- **MATERIAL PROVIDED**
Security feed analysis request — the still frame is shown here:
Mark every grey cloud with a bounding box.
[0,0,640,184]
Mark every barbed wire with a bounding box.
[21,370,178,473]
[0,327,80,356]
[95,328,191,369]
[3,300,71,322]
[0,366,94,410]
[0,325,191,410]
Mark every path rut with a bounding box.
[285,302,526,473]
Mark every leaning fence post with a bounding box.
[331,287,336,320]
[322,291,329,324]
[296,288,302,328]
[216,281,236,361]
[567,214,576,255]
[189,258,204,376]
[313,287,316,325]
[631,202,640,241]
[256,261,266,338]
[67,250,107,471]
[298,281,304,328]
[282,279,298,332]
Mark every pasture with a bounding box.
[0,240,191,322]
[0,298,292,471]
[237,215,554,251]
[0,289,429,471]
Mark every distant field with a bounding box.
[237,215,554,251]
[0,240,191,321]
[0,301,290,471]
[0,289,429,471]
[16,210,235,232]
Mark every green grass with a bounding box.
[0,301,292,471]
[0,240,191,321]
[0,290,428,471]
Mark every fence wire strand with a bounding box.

- **THE TASK**
Copy out all of the material above line for line, leaving the text lines as they are, and add -30 to every bounding-box coordinate.

- **WRITTEN SOLUTION**
Security feed analysis request — the still frame is shown here:
Mark every grey cloud with a bounding box.
[-30,-30,610,154]
Mark every barbed wire with a bounding box.
[-9,340,148,443]
[-30,297,50,326]
[65,298,161,339]
[-27,270,41,292]
[-30,336,64,380]
[-30,295,161,380]
Mark every path rut with a bounding box.
[255,272,496,443]
Mark every leaning fence post with a bounding box.
[301,257,306,290]
[292,261,299,294]
[266,258,272,298]
[186,251,206,331]
[537,184,546,225]
[159,228,174,346]
[283,257,286,295]
[601,172,610,211]
[226,231,236,308]
[37,220,77,441]
[268,251,274,298]
[252,249,268,302]
Mark every pasture with a bounding box.
[-30,210,161,292]
[-30,268,262,441]
[207,185,524,221]
[-30,259,399,441]
Mark every distant field with a bounding box.
[207,185,524,221]
[-30,210,161,291]
[-30,271,260,441]
[-30,259,399,441]
[-14,180,205,202]
Mark every green grass with a bounding box.
[-30,271,262,441]
[-30,210,161,291]
[-30,260,398,441]
Mark every fence wire strand with a bounding box.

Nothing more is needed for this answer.